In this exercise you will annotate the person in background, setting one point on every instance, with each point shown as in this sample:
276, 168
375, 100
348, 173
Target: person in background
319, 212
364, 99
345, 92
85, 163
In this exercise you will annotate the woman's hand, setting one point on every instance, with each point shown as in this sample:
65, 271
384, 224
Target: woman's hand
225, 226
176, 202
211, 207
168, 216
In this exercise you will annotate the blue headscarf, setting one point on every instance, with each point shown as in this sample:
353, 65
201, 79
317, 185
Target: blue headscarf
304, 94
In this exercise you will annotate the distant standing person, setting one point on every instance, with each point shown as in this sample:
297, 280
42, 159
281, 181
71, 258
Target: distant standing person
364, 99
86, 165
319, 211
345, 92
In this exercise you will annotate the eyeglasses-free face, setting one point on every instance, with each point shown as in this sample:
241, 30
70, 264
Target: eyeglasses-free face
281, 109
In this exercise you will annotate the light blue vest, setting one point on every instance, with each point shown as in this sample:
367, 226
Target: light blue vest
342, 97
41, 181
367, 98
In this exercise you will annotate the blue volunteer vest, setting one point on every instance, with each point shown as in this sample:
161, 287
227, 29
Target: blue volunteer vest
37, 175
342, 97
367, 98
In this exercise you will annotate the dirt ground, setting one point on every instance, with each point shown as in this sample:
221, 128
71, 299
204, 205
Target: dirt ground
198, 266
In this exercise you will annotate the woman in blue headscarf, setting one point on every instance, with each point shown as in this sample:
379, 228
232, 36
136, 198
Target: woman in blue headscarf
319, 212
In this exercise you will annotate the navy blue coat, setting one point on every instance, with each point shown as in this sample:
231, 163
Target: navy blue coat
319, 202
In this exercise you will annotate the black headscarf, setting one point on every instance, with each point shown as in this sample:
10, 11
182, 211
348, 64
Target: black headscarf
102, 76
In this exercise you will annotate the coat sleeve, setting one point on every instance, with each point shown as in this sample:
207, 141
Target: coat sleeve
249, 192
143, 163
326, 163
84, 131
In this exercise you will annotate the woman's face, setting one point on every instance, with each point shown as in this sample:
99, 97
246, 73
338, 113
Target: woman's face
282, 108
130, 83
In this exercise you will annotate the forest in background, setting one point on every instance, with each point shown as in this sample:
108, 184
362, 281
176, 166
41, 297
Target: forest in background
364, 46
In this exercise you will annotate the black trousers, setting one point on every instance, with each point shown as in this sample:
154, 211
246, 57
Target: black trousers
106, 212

...

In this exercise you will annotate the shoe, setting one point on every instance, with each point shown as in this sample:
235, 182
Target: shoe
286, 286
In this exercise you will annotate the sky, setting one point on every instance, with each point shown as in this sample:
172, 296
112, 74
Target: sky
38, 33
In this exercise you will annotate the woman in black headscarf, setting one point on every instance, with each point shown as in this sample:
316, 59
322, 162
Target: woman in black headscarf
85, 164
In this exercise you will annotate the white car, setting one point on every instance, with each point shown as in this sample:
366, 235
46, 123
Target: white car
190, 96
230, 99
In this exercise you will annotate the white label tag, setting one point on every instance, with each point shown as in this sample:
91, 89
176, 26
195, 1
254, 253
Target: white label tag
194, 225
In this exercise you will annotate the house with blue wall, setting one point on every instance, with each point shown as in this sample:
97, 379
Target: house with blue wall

> **Task directions**: Find every line in the records that contains the string "blue" and copy each of those lines in full. Case counts, so a line matches only if the capitalization is the same.

> **Solved exercise**:
In this exercise you will annotate the blue headscarf, setting one point on every instance, with each point shown as in this sample:
Target: blue headscarf
In this exercise you will annotate the light blue vest, setting one point on every instance, with each point shown as in this sample:
Target: light blue vest
In this exercise you will annotate the blue volunteer vest, setting one point on every instance, with each point shown as in this sample:
Target: blue volunteer vest
In this exercise you will annotate the woman in blue headscarf, setting one point on every instance, with each point shown as in this sample:
Target: woman in blue headscarf
In this exercise you will annotate the navy blue coat, setting one point on every instance, with each point shown as in this sample:
Target: navy blue coat
In this exercise you will annotate the house with blue wall, setting one point on every instance, with each point shown as in this sample:
Target: house with blue wall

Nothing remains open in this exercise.